> _Exercise directions_
List every line in the data below that contains the string "metal", copying each one in full. Matching is case-sensitive.

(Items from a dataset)
## BEGIN

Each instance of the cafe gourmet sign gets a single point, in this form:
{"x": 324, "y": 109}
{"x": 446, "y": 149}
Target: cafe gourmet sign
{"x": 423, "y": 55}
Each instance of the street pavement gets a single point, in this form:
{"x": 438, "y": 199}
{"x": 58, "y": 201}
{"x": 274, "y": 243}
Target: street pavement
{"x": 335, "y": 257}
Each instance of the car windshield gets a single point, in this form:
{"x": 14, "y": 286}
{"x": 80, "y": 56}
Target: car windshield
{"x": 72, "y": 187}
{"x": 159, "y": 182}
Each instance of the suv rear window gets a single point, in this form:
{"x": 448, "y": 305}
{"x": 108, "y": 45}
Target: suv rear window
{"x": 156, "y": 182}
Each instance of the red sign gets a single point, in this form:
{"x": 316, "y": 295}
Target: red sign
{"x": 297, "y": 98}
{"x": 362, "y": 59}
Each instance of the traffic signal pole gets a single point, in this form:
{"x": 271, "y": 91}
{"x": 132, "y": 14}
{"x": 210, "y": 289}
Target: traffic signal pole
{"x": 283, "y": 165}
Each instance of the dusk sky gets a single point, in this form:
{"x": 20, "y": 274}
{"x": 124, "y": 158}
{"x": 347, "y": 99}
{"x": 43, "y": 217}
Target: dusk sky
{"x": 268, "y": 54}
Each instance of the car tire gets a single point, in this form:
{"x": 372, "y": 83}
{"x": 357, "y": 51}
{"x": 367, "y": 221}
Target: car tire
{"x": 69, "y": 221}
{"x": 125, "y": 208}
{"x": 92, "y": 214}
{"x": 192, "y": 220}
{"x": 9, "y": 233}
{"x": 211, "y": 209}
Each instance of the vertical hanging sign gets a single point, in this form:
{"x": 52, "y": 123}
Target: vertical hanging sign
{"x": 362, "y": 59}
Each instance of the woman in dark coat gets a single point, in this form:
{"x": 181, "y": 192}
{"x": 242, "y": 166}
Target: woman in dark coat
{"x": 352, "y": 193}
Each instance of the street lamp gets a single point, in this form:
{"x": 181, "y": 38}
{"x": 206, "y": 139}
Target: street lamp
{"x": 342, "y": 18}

## END
## BEGIN

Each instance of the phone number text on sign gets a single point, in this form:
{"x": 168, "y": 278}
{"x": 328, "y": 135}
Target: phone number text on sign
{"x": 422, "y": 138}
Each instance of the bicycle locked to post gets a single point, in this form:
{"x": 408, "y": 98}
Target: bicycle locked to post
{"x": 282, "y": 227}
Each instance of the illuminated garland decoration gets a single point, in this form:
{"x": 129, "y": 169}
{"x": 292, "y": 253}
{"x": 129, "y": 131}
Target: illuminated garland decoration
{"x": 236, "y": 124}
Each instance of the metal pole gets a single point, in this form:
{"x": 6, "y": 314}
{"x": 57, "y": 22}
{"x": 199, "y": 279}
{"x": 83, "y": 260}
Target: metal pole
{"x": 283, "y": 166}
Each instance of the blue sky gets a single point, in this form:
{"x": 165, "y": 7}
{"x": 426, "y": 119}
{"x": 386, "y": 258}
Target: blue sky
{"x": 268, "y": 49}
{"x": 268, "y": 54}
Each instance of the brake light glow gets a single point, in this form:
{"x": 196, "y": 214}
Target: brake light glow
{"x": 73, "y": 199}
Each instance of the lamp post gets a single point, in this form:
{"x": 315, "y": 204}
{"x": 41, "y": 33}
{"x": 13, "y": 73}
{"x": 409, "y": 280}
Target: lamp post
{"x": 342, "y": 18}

## END
## BEGIN

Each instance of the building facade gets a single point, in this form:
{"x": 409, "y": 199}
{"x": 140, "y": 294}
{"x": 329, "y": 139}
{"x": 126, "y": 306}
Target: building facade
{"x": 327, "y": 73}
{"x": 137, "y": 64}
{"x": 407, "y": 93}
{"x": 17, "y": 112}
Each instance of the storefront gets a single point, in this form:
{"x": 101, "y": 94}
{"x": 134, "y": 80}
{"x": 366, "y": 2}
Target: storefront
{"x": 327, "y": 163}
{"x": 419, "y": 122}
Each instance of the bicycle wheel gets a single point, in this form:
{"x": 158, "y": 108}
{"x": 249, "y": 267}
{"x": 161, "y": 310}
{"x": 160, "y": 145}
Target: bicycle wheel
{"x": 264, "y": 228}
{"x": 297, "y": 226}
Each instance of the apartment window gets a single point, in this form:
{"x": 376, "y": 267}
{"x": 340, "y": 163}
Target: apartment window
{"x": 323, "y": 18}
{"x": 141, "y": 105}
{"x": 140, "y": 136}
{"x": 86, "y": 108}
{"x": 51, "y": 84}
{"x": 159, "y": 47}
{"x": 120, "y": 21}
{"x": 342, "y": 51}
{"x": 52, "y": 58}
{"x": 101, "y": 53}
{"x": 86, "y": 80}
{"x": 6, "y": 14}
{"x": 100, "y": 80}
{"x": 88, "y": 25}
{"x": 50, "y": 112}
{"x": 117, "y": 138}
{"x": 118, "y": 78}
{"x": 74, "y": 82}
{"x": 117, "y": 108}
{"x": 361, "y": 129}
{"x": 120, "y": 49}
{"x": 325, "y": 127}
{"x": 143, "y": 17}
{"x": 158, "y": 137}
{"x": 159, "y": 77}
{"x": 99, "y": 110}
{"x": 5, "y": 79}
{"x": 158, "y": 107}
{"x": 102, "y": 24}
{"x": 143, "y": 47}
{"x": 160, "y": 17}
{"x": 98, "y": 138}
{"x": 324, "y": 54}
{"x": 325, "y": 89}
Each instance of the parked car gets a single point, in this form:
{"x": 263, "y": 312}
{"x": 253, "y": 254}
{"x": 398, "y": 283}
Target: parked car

## END

> _Response to this exercise_
Each instance of the metal pole gets a single point, in this form:
Target: metal pole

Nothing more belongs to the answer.